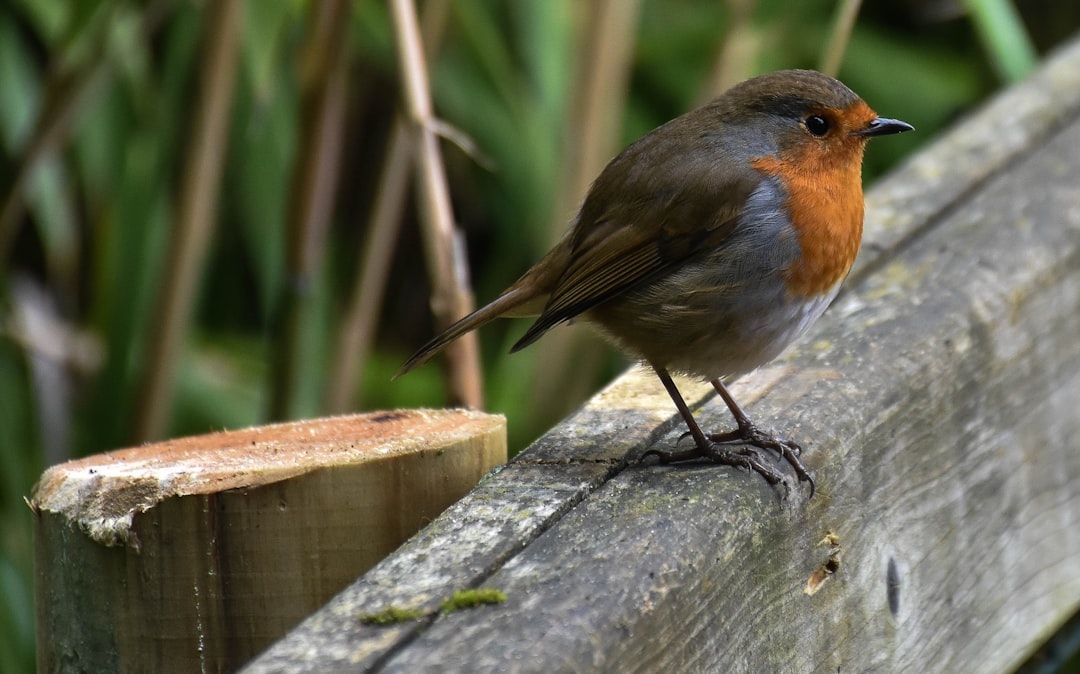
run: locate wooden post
[30,410,507,672]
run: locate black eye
[805,114,829,138]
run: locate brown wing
[511,127,761,351]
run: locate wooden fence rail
[29,35,1080,674]
[245,38,1080,674]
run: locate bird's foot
[642,442,794,497]
[707,423,814,496]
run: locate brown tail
[394,284,535,379]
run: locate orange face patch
[751,102,876,296]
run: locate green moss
[440,588,507,614]
[360,606,428,624]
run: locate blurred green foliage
[0,0,1080,672]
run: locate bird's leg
[707,379,814,496]
[642,365,794,490]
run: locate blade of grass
[134,0,243,442]
[529,0,640,429]
[325,0,449,414]
[964,0,1039,82]
[820,0,862,77]
[698,0,761,105]
[391,0,484,408]
[270,0,351,419]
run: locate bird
[397,70,914,497]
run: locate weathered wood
[31,410,507,672]
[245,43,1080,673]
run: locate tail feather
[394,286,532,379]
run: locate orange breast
[753,149,863,296]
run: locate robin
[399,70,913,496]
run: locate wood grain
[30,410,507,672]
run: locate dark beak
[854,117,915,137]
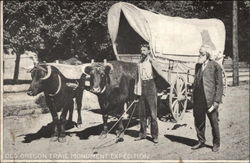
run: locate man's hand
[214,102,219,110]
[208,102,219,113]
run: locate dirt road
[3,84,249,160]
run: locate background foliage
[4,0,250,62]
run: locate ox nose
[91,87,101,93]
[27,91,33,96]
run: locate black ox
[85,61,138,141]
[27,64,84,142]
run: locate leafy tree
[4,0,249,83]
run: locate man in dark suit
[192,45,223,152]
[135,45,158,144]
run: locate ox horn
[41,66,52,80]
[104,59,114,71]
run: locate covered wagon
[108,2,225,120]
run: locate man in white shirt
[135,45,158,143]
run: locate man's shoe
[191,142,205,150]
[134,137,146,141]
[212,145,220,152]
[152,138,158,144]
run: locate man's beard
[198,57,207,64]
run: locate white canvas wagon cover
[108,2,225,62]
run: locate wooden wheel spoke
[181,89,186,95]
[172,100,177,109]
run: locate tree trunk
[13,52,21,84]
[233,0,239,86]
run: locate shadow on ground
[19,121,76,143]
[19,119,139,143]
[164,135,212,148]
[68,119,139,139]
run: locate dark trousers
[138,79,159,139]
[194,104,220,146]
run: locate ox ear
[84,66,93,74]
[104,65,112,74]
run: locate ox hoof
[58,137,66,143]
[50,136,58,142]
[77,123,83,128]
[99,131,107,139]
[115,138,124,143]
[77,120,82,125]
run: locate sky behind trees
[4,0,250,62]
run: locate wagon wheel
[169,76,187,121]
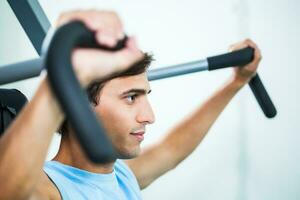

_Direction_. Can you repeat every line of the listing above word for word, leaving the pictures out?

_Solution to this exercise_.
run: locate wooden post
[30,410,507,672]
run: locate black eye
[805,114,829,138]
run: locate brown wing
[511,127,761,351]
run: locate wooden fence rail
[29,35,1080,674]
[245,38,1080,674]
run: locate bird's foot
[642,442,794,497]
[707,423,814,496]
run: locate brown tail
[394,284,535,379]
run: locate orange face patch
[751,102,876,296]
run: locate green moss
[440,588,507,614]
[360,606,428,624]
run: locate blurred green foliage
[0,0,1080,672]
run: locate bird's leg
[707,379,814,496]
[642,365,794,490]
run: locate blade of grass
[134,0,243,442]
[529,0,640,429]
[325,0,449,414]
[964,0,1039,82]
[820,0,862,77]
[698,0,761,105]
[391,0,484,408]
[270,0,351,419]
run: locate bird
[397,70,914,497]
run: locate weathered wood
[31,410,507,672]
[245,43,1080,673]
run: locate tail feather
[394,286,532,379]
run: locate orange breast
[753,149,863,296]
run: locate robin
[399,70,913,496]
run: locate wood grain
[30,410,507,672]
run: locate dark beak
[854,117,915,137]
run: locate man's hand
[214,102,219,110]
[208,102,219,113]
run: locate dirt road
[3,84,249,160]
run: locate background foliage
[4,0,250,62]
run: locate ox nose
[91,87,101,93]
[27,91,33,96]
run: locate black ox
[85,61,138,141]
[27,64,84,142]
run: locate leafy tree
[4,0,249,83]
run: locate man in dark suit
[192,45,223,152]
[135,45,158,144]
run: locate ox horn
[41,66,52,80]
[104,59,114,71]
run: locate covered wagon
[108,2,225,120]
run: locate man in white shirt
[135,45,158,143]
run: locate man's shoe
[191,142,205,150]
[134,137,146,141]
[212,145,220,152]
[152,138,158,144]
run: locate man's beard
[198,57,207,64]
run: locate white canvas wagon cover
[108,2,225,62]
run: locate wooden wheel spoke
[181,89,186,95]
[172,100,177,109]
run: locate tree trunk
[13,52,21,84]
[233,0,239,86]
run: locate shadow on ground
[19,121,76,143]
[19,119,139,143]
[164,135,212,148]
[68,119,139,139]
run: locate dark trousers
[138,79,159,139]
[194,104,220,146]
run: locate ox ear
[84,66,93,74]
[104,65,112,74]
run: locate ox hoof
[58,137,66,143]
[50,136,58,142]
[77,123,83,128]
[99,131,107,139]
[115,138,124,143]
[77,120,82,125]
run: locate sky behind trees
[4,0,250,62]
run: locate wagon wheel
[169,76,187,121]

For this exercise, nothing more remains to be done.